*DOCUMENT EXCERPT*:

□ □ □ □

Drawing Versus Illustration, A Community Reacts

by Obi Kaufmann

I am in the process of starting a gallery. That’s right: a real, physical space on a street in the city that I have come to adore: Oakland, California. (Point of fact: I will be curating the side gallery at The Compound Gallery on San Pablo Ave.) This has been a long time coming and that last bit of the vision is proving to be the most arduous. My little exhibition space will be focused on a particular kind of art…drawing…or is it illustration? I have to get this right in my head before going further. As usual, when faced with an aesthetic quandry of such ancient and dynamic proportions, I to turn to the community. Fortunately, my community is made up of some of the most talented and inspiring visual artists I know of. I am not really concerned with definitions of Drawing versus Illustration as I am with the perception of the two modes of art making. Enjoy the following musings and stay tuned for updates about the new space.

(click on each image below to enlarge.)

Drawing is for the soul

Illustration is for the wallet

-Dave Higgins (http://www.dwhiggins.com)

photo courtesy Dave Higgins

Drawings (which can still be visual depictions of a story) transcend in some way. And they transcend through form! It is the form of the drawing which needs to move beyond the story, it becomes more than the story, referencing other things, or conjuring a multitude of, deeper, or other emotions, ideas, issues, feelings etc.

It is all based on form, isn’t that what all this shit is about?

-Derek Weisberg (http://www.derekweisberg.com)

photo courtesy Derek Weisberg

Illustrations are works of art that are made with the intention of being reproduced. If a drawing is made to reprinted in a magazine, it is an illustration. It is still a drawing. A drawing for the sake of the image or expression or whatever is not an illustration, regardless of the style it is done in. So I guess it is, technically, a matter of intention.

Things get complicated when somebody, like me, starts referring to certain styles of fine art that is made to be seen directly in a gallery setting as “illustration”. This is a misnomer and really just me being too lazy to really think up a proper phrasing for the type of artwork that technically is drawing (or painting) and technically is not going to be reprinted, but is within the visual genre of what I consider illustration art. A great example of this would be an artist like, say, Shag or Tim Biskup. Having seen their work first reprinted in magazines and books, then in person, it is clear that their art looks better reprinted. So I refer to them as illustrators and their artwork as “illustration-painting”. These are both painters, rather than “draw-ers”, though.

-Pete Glover (http://www.peteglover.com)

job or joy
you pick

-Nathaniel Parsons (http://www.ihavebeento.com)

photo by Obi Kaufmann

I would like to propose that illustration is a school of drawing, like Grafitti might be. What if something like “Urban Illustration” meant a conveyed meaning…like an ad with nothing to sell. Drawing is what happens before and under a painting.

-Obi Kaufmann (http://www.obikaufmann.com)

□ □ □ □

*RECORDED DATA*:
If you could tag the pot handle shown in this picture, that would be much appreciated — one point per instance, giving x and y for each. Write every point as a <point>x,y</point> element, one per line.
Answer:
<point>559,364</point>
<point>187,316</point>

□ □ □ □

*GOAL 1*:
Retype word for word the passage of the drawing-versus-illustration essay that begins with "photo by Obi" and ends after "-Obi Kaufmann (http://www.obikaufmann.com)".
*GOAL 2*:
Write what comes next in the essay on drawing versus illustration, starting after its final line.

*EXERCISE ANSWER 1*:
photo by Obi Kaufmann

I would like to propose that illustration is a school of drawing, like Grafitti might be. What if something like “Urban Illustration” meant a conveyed meaning…like an ad with nothing to sell. Drawing is what happens before and under a painting.

-Obi Kaufmann (http://www.obikaufmann.com)

*EXERCISE ANSWER 2*:
In my mind the term “illustrations” refers to drawing work done to spec. An “illustrator” is paid to produce a drawing that meets certain specifications. Whereas “drawing” refers to the act of making lines and marks, usually on paper. This act can be done purely for the pleasure or doing it and is not necessarily constricted to any specifications other than those that the artist imposed upon themselves. So I guess my definition is that when referring to illustration, business first, art second. When talking about drawing, it’s art first, then business second (maybe).

-John Casey (http://www.bunnywax.com)

photo by Obi Kaufmann

I usually emphasize that the main difference is that: conventionally the end result for illustration is that it looks good in reproduction for whatever print publication/book/product it will serve. Anything can be an illustration.

This is versus drawings which are intended as fine art – which are essentially created out concerns for perhaps a process-oriented focus, an observation, or a personal or aesthetic investigation by the artist.

-Narangkar Glover (http://www.narangkar.com)

above photo courtesy Narangkar Glover

As for the academic difference between illustration and drawing: illustration implies there is a visualization of a pre-existing idea or theme, often in context of a pay-for-the-result situation. Drawing, in my opinion, exists as an end in itself, where the idea, process and result are often created by the artist in what could be called a free state of mind, often without direct compensation, and possibly without associative constraints. The best illustration shows the viewer exactly what the concept is, while drawing often just shows us to ourselves…

-Steven Barich (http://www.stevenbarich.com)

photo courtesy Steven Barich

I would agree that Illustration has a commercial drive and was defined as commercial art before the split of Graphic Design and Illustration. I would also agree that presently it would almost define a broad style.

-Marcos Lafarga (http://www.marcoslafarga.com)

PART I – My Actual Opinion
Illustration and Drawing are two different categories and can’t compared in a straightforward way.
“Drawing” includes “Illustration.”
Drawing is a universal human activity. Illustration is something you might want to do with your drawing skills.
It’s like comparing “playing music” and “playing rock.” One compares rock and jazz, not music and rock, or music and jazz.

PART II – Other Peoples’s Opinions, With Rebuttals
There is no enduring stylistic difference between ‘fine art’ drawing and ‘illustration’ drawing.
Every style imaginable has served as either fine art or illustration, even abstraction.
Some say that ‘illustration’ illustrates a text. So does much ‘fine art’ drawing from Rembrandt to Anselm Kiefer.
Others might say that illustration is created for money. Much fine art is commissioned. In the past, most was.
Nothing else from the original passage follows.